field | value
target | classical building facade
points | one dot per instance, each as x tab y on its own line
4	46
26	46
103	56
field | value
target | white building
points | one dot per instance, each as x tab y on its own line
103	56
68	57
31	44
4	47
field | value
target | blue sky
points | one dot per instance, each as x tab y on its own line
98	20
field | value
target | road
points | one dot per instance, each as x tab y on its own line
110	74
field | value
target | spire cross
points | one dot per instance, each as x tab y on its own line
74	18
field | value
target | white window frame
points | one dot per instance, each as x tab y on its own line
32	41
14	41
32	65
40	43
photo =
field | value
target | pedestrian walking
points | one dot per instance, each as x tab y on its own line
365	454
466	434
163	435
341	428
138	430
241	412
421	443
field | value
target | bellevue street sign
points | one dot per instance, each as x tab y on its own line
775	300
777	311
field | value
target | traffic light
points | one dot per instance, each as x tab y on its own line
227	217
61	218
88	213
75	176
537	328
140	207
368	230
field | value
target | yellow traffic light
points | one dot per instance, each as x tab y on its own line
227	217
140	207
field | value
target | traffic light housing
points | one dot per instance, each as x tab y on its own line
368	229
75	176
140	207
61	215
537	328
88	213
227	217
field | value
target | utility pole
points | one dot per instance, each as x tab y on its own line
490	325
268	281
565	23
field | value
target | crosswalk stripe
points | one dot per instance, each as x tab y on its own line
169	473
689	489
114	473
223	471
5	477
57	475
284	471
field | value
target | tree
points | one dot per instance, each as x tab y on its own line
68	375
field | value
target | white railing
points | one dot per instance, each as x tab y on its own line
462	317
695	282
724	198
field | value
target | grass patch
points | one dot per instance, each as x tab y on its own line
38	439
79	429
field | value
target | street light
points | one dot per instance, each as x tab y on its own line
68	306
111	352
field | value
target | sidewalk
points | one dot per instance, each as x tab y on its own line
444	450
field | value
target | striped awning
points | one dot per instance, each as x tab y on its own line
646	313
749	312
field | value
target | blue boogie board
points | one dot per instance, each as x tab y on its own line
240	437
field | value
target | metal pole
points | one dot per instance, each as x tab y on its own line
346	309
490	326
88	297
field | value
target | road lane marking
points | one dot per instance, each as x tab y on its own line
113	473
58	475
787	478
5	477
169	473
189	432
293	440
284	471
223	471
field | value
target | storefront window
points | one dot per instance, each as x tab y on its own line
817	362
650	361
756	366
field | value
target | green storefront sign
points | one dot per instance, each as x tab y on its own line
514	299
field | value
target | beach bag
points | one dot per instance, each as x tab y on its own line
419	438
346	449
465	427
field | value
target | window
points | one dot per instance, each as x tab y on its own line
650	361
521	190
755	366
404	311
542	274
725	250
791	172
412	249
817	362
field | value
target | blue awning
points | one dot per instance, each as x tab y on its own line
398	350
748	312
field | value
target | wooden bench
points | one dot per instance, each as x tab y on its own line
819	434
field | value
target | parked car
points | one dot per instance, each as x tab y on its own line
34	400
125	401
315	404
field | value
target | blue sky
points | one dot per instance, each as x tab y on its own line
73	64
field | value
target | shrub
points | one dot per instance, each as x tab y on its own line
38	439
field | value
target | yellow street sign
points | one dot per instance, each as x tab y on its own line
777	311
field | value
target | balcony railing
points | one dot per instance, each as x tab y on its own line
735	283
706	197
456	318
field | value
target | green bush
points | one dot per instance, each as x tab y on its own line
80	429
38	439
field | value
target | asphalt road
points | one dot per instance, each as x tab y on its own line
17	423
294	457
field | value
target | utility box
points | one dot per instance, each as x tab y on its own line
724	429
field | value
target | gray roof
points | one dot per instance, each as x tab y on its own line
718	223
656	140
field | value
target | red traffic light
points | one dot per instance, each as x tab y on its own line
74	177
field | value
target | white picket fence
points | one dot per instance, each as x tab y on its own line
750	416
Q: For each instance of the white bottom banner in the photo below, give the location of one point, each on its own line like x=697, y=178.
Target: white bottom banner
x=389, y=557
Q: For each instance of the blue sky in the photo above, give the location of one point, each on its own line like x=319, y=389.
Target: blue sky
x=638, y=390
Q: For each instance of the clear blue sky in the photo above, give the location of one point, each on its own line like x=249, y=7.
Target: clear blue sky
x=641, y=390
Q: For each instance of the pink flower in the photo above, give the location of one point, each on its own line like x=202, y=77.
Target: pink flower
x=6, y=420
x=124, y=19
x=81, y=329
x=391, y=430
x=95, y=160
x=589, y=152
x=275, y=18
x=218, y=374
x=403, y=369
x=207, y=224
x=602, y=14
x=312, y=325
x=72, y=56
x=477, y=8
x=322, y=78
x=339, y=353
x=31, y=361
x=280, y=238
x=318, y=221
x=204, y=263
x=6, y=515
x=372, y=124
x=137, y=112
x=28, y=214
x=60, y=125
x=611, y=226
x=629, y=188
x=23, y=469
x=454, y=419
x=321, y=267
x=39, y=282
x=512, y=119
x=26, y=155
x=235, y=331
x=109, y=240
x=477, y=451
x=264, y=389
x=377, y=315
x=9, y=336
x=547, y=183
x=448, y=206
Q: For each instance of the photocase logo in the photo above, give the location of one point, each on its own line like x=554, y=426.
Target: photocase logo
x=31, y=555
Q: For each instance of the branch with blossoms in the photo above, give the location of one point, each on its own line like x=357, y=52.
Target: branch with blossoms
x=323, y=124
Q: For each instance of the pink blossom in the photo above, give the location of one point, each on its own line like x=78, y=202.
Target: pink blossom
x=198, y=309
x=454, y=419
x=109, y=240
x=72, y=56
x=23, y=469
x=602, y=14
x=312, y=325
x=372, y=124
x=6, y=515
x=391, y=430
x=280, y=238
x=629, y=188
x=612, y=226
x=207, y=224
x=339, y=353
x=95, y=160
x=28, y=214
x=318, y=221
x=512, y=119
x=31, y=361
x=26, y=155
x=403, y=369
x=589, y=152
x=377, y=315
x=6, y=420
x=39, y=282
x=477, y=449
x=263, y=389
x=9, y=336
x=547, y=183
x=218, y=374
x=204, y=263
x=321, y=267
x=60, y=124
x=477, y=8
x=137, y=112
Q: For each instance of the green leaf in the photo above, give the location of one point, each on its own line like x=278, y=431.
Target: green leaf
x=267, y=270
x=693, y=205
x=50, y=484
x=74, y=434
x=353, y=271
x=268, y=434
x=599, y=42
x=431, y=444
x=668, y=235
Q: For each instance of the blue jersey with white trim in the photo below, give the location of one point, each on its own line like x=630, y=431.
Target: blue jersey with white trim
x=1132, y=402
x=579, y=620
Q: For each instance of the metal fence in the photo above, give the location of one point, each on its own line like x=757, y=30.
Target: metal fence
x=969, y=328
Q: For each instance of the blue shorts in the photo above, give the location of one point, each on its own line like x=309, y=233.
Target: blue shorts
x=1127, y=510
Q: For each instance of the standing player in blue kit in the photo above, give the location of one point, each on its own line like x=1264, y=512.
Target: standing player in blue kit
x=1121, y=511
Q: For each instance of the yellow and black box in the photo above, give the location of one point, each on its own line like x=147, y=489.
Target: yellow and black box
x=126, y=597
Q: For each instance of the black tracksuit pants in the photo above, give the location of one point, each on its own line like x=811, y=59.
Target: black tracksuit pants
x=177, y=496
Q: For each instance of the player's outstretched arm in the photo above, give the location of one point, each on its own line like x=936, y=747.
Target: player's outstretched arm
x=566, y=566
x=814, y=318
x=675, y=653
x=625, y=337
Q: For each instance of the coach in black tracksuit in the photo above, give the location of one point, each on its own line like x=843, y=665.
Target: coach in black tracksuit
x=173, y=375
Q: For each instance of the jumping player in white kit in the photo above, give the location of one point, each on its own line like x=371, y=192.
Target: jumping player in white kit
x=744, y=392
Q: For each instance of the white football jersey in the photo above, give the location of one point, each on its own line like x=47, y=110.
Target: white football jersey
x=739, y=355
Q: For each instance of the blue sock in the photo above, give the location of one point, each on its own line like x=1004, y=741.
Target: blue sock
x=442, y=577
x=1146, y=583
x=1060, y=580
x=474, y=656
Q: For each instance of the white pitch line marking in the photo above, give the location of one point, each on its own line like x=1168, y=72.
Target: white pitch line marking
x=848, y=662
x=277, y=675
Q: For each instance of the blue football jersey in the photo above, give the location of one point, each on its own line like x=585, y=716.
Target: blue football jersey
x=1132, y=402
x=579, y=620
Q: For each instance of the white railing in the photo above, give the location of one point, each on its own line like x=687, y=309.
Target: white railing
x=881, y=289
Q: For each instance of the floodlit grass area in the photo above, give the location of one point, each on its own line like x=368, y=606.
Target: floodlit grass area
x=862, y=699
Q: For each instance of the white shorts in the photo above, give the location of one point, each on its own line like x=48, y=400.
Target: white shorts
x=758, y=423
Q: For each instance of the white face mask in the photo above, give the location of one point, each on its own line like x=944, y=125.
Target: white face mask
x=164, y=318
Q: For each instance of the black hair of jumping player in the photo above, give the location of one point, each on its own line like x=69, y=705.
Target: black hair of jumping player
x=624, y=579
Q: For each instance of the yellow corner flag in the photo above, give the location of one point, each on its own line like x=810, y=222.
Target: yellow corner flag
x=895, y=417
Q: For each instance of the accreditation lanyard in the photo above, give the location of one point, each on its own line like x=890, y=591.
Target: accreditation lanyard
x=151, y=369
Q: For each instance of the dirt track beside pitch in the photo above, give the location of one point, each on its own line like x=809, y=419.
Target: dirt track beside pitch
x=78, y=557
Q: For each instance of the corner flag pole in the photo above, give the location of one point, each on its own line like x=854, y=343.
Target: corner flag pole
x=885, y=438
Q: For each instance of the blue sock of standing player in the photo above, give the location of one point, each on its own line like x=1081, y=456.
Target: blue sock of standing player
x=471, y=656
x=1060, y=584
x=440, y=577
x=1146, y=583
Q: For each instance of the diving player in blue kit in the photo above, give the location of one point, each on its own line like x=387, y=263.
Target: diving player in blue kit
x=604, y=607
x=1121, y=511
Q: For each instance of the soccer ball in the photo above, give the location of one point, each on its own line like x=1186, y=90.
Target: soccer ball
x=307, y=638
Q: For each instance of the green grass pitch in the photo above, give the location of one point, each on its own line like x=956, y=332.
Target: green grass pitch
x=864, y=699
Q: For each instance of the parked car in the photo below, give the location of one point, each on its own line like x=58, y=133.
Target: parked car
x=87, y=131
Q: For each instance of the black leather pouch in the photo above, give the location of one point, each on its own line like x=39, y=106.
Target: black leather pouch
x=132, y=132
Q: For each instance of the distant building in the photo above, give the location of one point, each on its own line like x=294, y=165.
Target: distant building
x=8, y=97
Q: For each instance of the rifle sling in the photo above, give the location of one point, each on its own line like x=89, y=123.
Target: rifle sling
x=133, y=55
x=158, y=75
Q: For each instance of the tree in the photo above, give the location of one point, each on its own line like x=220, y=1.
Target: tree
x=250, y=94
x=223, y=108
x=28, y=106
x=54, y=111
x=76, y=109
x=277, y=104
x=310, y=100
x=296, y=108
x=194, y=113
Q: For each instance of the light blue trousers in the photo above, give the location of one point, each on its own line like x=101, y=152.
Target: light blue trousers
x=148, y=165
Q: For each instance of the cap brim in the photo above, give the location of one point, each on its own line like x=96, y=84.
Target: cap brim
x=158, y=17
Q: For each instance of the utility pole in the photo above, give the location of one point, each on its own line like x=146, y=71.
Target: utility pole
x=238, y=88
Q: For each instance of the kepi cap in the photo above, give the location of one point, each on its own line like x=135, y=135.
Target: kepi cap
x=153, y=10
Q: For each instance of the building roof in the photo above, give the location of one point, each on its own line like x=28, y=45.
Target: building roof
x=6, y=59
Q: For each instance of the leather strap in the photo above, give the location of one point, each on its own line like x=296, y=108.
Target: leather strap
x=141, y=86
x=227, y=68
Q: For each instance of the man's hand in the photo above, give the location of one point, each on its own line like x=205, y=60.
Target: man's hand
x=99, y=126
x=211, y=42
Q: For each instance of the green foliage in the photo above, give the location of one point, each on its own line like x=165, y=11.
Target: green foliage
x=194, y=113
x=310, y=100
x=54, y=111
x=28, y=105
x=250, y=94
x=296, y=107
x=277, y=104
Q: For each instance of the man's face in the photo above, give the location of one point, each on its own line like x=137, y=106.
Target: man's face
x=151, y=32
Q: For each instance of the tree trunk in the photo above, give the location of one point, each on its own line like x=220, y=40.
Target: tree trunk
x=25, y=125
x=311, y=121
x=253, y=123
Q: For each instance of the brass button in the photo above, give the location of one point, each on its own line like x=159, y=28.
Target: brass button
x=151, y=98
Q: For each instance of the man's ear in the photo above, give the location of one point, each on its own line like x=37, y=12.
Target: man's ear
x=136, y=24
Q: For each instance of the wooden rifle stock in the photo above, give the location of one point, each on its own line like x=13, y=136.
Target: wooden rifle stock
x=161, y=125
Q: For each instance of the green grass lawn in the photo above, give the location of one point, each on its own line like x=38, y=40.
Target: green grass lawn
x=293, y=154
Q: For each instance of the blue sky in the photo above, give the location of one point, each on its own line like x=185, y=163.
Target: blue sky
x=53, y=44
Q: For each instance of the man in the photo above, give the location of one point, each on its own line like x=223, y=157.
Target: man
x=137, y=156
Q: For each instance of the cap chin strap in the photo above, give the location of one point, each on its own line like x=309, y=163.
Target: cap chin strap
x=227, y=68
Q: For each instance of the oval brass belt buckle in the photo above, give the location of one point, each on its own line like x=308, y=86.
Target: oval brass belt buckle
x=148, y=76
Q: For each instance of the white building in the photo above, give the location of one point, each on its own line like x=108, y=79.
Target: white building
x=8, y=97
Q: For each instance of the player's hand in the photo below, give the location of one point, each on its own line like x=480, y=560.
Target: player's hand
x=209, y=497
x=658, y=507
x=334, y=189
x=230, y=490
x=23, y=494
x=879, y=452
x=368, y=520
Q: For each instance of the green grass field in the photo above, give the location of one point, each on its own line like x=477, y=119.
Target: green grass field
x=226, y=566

^^^^^^^^^^^^^^^^

Task details
Return, word for word, every line from the top of the entries down to the line that holds "target | crosswalk stripe", both included.

Solution to this exercise
field | value
target | classical building facade
points | one dot per instance, each as x tab y on its own line
4	46
26	46
103	56
field | value
target | white building
points | one dot per instance, each as x tab y on its own line
103	56
68	57
31	44
4	47
field | value
target | blue sky
points | one dot per instance, each as x tab y on its own line
98	20
field | value
target | road
points | one dot per instance, each as x tab y on its own line
110	74
field | value
target | spire cross
points | one dot per instance, each as x tab y on its own line
74	18
field | value
target | white window frame
points | one dot per instance, each as x tab y on its own line
32	41
14	41
32	65
40	43
photo =
field | value
target | pedestrian walking
points | one dot per instance, each as x tab y on its own line
365	454
466	434
163	435
341	428
138	430
241	412
421	443
field | value
target | bellevue street sign
points | one dot per instance, each as x tab y on its own line
775	300
777	311
field | value
target | traffic light
points | one dot per instance, each as x tab y on its own line
227	217
61	218
88	213
75	176
537	328
140	207
368	230
field | value
target | yellow traffic light
points | one dot per instance, each as x tab y on its own line
227	217
140	207
field | value
target | traffic light housing
points | one dot per instance, each as x tab y on its own line
368	229
75	176
140	207
61	215
537	328
88	213
227	217
field | value
target | utility pole
points | one dot per instance, each as x tab y on its own line
490	325
268	281
565	23
field | value
target | crosswalk stripe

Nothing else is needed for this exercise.